◆ EXERCISE GOAL ◆
In your copy of the data, keep every word exact and include no pictures.

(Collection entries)
• • •
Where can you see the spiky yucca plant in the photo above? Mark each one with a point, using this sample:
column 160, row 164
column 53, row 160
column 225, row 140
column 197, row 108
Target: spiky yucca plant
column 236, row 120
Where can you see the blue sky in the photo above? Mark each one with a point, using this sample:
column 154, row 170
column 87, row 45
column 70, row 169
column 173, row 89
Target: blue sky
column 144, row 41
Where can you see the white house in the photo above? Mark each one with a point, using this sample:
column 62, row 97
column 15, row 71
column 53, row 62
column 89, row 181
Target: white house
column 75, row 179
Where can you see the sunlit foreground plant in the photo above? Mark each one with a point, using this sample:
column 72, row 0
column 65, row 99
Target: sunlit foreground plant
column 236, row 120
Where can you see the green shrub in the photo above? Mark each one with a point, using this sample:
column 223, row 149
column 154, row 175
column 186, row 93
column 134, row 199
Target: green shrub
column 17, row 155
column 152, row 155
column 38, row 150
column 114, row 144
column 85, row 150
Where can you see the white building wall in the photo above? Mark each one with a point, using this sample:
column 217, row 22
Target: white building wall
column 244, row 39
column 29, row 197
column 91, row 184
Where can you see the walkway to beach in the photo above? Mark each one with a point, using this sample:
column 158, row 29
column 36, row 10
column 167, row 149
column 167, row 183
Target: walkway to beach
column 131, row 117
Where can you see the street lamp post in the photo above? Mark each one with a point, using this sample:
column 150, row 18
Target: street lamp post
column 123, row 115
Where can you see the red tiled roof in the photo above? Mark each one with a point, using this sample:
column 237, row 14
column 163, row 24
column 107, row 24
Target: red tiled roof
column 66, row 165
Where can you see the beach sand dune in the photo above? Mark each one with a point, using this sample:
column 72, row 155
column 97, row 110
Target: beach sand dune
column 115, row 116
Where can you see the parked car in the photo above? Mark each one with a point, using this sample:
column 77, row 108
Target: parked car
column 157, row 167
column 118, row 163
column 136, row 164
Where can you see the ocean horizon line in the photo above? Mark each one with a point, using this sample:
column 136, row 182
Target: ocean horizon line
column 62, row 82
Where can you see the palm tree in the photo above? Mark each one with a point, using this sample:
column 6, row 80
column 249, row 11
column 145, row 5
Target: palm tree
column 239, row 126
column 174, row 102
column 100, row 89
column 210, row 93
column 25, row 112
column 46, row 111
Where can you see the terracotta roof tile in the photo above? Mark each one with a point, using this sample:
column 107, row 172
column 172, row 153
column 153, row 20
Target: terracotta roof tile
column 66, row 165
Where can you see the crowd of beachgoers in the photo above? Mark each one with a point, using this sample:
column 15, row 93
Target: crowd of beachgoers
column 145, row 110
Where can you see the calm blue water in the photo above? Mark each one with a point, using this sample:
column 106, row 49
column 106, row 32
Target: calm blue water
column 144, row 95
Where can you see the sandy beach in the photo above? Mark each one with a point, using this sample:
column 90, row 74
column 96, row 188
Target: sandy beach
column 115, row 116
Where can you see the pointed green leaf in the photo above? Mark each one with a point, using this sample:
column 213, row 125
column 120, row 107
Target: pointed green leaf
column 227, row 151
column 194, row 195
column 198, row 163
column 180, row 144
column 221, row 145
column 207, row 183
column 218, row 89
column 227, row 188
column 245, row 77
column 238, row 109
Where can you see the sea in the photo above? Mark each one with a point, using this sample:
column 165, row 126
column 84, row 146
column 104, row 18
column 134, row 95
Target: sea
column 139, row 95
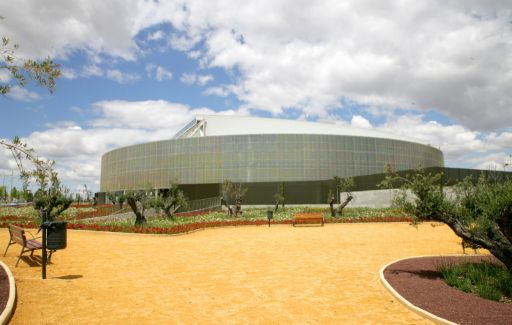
• • •
◆ WRITTEN REPLY ◆
Where can you see the spiky yucca plant in the photo above? Mark each one with a point, using this sample:
column 160, row 164
column 53, row 160
column 225, row 140
column 197, row 108
Target: spiky yucca plant
column 236, row 120
Where can you see the blue sky in the photo above? Mark each one with a point, using this sample:
column 154, row 170
column 87, row 45
column 70, row 169
column 173, row 89
Target: blue sky
column 144, row 41
Where can you see the white house in the photo above? Mark each one with a point, using this sample:
column 62, row 97
column 15, row 71
column 53, row 62
column 89, row 181
Target: white house
column 75, row 179
Where can you see the sunlit foreground plant in the photo above? Mark each one with a point, using this sample:
column 72, row 0
column 65, row 99
Target: sunlit foreground plant
column 236, row 120
Where can you see the green shrub in the photo above? Mark each one with a point, using this sample:
column 223, row 149
column 154, row 175
column 186, row 93
column 134, row 199
Target: green shrub
column 17, row 155
column 152, row 155
column 38, row 150
column 114, row 144
column 85, row 150
Where can you see the white building wall in the photo above? Mark each one with a point, using this sample:
column 217, row 22
Target: white building wall
column 244, row 39
column 29, row 197
column 91, row 184
Where can you see the walkway to beach in the photo above? Mark each one with a point, using this sample:
column 158, row 29
column 36, row 10
column 167, row 149
column 167, row 183
Target: walkway to beach
column 131, row 117
Where can you see the street lamp post in the photo above? Mark each one with a point, using this sample:
column 150, row 18
Target: street lamp post
column 123, row 115
Where can you see the red tiled roof in the photo above? Mark each one with a point, using this sample:
column 237, row 14
column 163, row 24
column 107, row 24
Target: red tiled roof
column 66, row 165
Where can you see the beach sand dune in the photo above? Mark each one with a point, using this sample:
column 72, row 155
column 97, row 110
Target: beach sand dune
column 115, row 116
Where can you see the parked car in the photo above? Mark each one with a point, using this sample:
column 77, row 108
Target: parked car
column 157, row 167
column 118, row 163
column 136, row 164
Where can you see the ocean horizon line in the photo above? Mark each one with a point, using this sample:
column 136, row 182
Target: ocean horizon line
column 62, row 82
Where can you see the palm tree in the photo above? Mark each one with a point, using this sample:
column 6, row 80
column 249, row 11
column 145, row 5
Target: palm tree
column 239, row 126
column 174, row 102
column 100, row 89
column 210, row 93
column 25, row 112
column 46, row 111
Where can you see the terracotta roof tile in the photo above? Mark each one with a point, using this sample:
column 107, row 172
column 172, row 153
column 153, row 20
Target: terracotta roof tile
column 66, row 165
Where can you see the crowd of beachgoers in the photo above? Mark each one with a point, using this sample:
column 15, row 93
Target: crowd of beachgoers
column 145, row 110
Where can you see the calm blue water in the photo above? Mark each one with a point, using this sample:
column 106, row 49
column 106, row 32
Target: calm blue water
column 144, row 95
Where can you see the sandy beach in the photo above? Mark each one with a point, using this sample:
column 90, row 74
column 96, row 188
Target: sandy beach
column 115, row 116
Where can you see the pointed green leaf in the photo above? Mark each one with a point, using this sample:
column 213, row 125
column 120, row 107
Target: pointed green leaf
column 227, row 151
column 194, row 195
column 198, row 163
column 180, row 144
column 221, row 145
column 207, row 183
column 218, row 89
column 227, row 188
column 245, row 77
column 238, row 109
Where can you see the sea in the photo above? Mark each one with a point, using this sample:
column 165, row 126
column 84, row 146
column 104, row 18
column 134, row 95
Target: sea
column 139, row 95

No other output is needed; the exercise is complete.